#### YOUR TASK:
Find every line in the records that contains the word "long" and copy each of those lines. Case counts.

#### RECORDS FOR THE EXERCISE:
--------------------------------------------------

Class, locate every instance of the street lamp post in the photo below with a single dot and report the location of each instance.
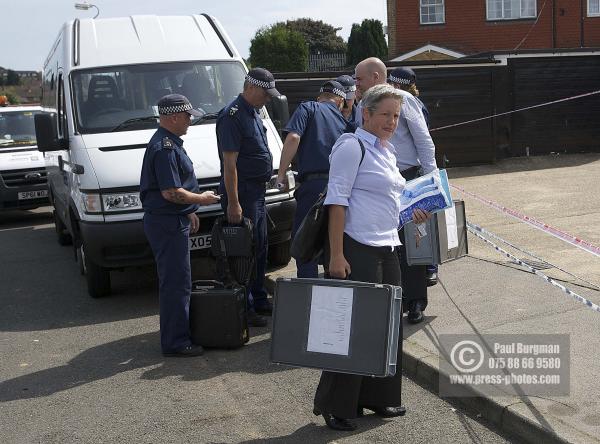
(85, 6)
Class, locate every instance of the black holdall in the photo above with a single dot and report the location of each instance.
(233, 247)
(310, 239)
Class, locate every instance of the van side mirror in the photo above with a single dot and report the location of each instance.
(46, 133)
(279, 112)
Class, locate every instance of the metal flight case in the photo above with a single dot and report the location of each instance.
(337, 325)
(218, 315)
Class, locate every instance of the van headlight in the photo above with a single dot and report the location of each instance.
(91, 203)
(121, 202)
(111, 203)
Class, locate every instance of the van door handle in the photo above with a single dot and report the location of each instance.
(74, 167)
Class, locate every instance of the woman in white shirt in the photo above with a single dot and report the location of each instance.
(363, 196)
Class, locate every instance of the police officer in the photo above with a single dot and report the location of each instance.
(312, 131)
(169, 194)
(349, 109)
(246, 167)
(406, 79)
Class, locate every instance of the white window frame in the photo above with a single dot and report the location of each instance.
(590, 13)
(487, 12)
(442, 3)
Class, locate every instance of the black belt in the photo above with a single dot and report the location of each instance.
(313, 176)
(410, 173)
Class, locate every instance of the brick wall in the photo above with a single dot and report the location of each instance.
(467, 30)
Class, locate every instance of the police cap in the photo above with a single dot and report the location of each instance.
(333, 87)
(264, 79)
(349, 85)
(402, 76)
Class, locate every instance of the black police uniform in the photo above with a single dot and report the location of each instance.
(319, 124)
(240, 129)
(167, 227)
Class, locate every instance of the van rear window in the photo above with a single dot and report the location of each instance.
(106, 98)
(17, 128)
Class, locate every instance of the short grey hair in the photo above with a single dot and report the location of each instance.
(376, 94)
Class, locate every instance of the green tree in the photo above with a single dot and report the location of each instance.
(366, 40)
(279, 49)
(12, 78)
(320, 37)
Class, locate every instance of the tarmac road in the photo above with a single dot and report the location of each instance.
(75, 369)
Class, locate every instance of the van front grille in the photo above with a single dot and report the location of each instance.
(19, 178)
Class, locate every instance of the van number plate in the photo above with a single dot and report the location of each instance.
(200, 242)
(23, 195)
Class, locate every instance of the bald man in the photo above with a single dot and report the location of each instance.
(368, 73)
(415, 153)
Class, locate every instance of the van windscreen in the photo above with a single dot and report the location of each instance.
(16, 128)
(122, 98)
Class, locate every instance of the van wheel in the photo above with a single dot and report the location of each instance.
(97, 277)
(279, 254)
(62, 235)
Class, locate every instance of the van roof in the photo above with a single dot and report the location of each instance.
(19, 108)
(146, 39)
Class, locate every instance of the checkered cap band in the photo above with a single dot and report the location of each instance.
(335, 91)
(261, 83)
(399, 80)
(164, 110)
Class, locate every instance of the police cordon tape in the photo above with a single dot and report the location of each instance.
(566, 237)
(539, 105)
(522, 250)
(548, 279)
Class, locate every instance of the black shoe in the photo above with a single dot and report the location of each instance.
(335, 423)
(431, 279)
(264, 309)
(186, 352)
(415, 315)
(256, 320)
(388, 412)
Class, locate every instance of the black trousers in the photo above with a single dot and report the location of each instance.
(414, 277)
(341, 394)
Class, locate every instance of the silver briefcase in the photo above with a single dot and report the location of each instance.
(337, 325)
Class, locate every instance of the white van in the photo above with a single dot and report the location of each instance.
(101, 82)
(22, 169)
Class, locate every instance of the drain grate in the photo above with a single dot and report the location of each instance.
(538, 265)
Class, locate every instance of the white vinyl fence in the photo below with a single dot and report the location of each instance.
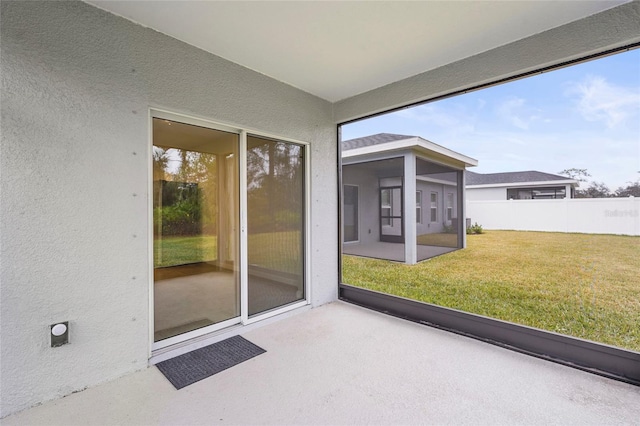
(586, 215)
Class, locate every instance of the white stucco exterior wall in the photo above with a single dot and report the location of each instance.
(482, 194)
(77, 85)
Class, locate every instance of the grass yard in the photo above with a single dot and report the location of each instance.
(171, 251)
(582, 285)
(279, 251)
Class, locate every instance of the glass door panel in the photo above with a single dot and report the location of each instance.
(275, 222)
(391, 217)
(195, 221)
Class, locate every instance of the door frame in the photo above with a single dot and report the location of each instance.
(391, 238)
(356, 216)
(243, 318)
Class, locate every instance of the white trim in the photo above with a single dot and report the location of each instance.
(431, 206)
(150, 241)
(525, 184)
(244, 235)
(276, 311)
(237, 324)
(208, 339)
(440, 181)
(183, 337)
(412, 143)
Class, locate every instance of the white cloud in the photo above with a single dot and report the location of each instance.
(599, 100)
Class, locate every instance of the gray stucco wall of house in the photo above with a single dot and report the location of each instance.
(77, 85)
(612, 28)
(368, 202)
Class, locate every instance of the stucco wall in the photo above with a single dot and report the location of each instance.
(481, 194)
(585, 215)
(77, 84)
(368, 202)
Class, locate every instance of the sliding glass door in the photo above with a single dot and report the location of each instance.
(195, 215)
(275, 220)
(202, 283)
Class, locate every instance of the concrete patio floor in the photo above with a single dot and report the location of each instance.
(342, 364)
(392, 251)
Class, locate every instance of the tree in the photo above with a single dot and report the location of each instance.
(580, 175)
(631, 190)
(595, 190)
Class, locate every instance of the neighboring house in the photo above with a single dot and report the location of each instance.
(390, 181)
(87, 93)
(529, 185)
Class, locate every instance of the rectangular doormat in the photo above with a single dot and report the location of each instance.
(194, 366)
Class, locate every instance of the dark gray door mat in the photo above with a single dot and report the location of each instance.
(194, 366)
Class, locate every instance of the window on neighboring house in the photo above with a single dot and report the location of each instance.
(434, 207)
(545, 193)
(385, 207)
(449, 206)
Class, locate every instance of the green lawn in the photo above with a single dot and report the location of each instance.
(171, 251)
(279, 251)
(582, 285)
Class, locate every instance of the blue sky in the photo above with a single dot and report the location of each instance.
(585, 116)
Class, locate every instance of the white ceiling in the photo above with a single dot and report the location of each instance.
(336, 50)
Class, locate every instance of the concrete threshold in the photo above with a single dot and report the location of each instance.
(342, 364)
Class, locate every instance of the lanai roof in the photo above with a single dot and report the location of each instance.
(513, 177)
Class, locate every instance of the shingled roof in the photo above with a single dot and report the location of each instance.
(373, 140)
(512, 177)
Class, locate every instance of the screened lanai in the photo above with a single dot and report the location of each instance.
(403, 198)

--------------------------------------------------

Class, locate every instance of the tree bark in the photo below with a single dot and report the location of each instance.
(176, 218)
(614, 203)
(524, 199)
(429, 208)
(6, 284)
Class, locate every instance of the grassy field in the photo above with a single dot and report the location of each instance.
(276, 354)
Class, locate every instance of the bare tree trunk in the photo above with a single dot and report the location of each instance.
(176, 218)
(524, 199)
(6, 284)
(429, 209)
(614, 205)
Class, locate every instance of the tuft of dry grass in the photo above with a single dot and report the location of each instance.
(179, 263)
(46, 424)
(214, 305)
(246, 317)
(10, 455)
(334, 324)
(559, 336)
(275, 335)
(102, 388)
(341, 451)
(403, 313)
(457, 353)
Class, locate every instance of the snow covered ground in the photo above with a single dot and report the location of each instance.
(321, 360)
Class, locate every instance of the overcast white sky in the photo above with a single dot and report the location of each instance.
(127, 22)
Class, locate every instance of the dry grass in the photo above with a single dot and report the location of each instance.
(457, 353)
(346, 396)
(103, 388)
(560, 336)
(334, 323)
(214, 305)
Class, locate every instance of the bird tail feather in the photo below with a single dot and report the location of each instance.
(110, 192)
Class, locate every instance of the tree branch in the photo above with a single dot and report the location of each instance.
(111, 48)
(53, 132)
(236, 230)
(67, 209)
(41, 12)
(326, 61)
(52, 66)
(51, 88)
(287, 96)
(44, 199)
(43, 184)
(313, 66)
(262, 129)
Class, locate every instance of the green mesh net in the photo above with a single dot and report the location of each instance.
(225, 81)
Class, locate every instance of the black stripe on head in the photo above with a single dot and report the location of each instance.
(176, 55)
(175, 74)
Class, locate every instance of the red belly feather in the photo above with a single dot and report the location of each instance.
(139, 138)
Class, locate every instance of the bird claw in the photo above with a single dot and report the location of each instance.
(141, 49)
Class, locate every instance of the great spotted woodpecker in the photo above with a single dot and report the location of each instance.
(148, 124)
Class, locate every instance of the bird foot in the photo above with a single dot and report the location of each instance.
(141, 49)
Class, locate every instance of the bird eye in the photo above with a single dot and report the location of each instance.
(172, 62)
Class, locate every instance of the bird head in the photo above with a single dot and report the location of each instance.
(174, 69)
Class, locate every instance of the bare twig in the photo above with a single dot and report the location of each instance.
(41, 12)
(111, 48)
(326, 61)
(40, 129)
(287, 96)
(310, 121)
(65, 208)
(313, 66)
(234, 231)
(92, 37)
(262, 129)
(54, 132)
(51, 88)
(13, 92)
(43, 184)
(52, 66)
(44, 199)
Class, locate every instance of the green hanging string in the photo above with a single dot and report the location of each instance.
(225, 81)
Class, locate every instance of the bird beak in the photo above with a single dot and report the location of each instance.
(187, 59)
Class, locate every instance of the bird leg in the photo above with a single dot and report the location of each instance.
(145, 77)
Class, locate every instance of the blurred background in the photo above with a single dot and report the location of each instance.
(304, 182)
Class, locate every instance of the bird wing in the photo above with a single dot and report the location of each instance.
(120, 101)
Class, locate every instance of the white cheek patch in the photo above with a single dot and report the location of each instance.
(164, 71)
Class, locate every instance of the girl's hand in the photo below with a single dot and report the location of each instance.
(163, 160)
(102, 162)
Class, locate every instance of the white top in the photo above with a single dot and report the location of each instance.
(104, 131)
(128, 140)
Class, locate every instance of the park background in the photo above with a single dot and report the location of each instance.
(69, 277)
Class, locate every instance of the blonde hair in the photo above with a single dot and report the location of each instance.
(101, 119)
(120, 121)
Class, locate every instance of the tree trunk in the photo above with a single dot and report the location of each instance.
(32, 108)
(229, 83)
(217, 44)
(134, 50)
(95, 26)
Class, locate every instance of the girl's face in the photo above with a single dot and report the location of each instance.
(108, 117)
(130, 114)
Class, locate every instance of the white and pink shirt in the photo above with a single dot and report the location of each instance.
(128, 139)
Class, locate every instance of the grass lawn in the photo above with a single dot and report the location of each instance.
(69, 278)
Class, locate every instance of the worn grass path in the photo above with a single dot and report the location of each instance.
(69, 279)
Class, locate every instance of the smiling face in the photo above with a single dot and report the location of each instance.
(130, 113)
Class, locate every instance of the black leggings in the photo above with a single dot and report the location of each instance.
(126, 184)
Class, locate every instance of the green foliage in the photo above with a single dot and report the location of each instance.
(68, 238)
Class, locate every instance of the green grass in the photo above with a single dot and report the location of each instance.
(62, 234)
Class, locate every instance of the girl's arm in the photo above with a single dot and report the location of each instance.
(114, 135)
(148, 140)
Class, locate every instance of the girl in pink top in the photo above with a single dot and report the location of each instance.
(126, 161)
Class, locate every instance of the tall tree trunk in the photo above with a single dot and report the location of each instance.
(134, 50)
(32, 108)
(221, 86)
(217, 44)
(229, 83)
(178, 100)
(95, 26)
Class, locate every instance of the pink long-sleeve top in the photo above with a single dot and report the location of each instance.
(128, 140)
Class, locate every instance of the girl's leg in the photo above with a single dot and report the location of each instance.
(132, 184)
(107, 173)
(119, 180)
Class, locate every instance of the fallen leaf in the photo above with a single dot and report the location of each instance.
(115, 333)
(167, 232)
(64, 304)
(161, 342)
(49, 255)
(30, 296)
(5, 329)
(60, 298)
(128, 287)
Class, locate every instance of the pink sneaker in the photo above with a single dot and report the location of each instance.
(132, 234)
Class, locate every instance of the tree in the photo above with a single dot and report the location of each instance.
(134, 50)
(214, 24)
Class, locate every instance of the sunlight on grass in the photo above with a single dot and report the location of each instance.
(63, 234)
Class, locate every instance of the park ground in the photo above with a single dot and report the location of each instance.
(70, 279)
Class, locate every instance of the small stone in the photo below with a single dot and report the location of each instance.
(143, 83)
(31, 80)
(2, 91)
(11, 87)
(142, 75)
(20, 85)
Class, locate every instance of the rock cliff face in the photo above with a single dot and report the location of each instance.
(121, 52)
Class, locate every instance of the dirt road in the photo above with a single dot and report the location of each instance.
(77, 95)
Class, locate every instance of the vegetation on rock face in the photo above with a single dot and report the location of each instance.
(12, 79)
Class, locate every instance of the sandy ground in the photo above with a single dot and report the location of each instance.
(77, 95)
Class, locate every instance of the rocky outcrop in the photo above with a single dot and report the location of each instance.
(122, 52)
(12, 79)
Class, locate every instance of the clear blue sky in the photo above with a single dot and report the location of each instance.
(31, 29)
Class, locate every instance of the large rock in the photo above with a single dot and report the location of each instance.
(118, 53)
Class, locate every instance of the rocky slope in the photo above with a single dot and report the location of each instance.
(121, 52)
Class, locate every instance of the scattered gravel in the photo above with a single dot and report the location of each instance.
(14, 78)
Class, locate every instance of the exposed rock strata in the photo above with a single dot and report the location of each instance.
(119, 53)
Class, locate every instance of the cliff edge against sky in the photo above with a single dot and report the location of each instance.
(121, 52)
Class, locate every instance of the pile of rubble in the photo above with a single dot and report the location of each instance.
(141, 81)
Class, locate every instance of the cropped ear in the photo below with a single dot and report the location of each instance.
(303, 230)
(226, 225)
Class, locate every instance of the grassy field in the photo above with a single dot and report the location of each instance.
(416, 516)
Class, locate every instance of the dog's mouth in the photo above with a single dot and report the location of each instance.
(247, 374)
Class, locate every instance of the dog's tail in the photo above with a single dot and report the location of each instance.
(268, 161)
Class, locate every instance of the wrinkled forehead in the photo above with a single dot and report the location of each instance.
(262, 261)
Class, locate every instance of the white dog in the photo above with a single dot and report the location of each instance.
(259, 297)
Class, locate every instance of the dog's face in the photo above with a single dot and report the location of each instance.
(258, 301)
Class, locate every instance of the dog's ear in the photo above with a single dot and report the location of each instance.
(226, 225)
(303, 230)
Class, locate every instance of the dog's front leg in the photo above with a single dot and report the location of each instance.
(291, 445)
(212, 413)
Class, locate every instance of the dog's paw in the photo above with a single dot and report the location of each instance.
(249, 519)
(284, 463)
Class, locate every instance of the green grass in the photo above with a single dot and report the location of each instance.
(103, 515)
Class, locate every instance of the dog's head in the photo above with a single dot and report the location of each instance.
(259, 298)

--------------------------------------------------

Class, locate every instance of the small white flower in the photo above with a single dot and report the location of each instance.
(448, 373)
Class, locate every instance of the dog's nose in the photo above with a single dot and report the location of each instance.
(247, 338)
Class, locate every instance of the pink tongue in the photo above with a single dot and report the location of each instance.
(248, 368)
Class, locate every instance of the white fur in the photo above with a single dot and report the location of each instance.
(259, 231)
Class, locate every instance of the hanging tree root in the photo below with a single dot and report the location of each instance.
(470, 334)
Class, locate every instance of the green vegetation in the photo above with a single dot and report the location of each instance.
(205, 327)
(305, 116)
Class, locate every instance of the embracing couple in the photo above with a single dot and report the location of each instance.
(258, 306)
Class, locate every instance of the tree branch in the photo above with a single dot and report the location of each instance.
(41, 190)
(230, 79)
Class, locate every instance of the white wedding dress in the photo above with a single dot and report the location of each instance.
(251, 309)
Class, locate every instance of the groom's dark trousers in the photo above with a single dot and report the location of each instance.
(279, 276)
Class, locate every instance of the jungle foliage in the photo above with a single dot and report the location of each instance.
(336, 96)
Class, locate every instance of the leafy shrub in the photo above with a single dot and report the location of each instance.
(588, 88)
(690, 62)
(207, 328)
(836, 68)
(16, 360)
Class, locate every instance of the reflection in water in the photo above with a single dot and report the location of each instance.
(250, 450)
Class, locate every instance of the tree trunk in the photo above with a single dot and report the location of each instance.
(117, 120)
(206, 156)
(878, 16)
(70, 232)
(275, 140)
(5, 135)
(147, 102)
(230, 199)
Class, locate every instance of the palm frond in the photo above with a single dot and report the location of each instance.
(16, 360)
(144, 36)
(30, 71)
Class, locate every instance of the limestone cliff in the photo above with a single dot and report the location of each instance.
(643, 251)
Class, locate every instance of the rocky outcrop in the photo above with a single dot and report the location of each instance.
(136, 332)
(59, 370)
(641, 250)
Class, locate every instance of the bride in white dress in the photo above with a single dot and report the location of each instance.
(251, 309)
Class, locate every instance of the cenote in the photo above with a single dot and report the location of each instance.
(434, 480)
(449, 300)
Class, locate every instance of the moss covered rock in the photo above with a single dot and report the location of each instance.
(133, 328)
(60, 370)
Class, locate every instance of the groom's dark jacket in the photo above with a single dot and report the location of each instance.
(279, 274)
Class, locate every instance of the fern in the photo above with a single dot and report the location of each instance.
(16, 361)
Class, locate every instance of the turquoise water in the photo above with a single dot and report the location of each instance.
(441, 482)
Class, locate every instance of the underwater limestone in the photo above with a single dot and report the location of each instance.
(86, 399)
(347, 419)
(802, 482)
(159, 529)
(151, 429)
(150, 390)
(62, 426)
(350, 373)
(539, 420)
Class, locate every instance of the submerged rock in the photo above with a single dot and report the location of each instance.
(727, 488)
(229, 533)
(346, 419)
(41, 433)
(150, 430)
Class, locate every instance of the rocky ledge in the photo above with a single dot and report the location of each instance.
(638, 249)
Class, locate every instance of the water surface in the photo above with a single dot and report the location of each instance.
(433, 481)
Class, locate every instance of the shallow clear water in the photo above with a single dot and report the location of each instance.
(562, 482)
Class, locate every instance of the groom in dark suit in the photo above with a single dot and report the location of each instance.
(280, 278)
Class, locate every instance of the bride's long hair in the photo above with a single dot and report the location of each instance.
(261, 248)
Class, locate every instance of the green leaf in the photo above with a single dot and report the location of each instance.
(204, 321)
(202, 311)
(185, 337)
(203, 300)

--------------------------------------------------

#### THE OUTPUT:
Class, locate every instance of the pink long-sleeve top in the photo above with a single dot and report the location of each instance.
Class, locate every instance of the bride's long hair in the photo above with a single dot and report the location of each instance.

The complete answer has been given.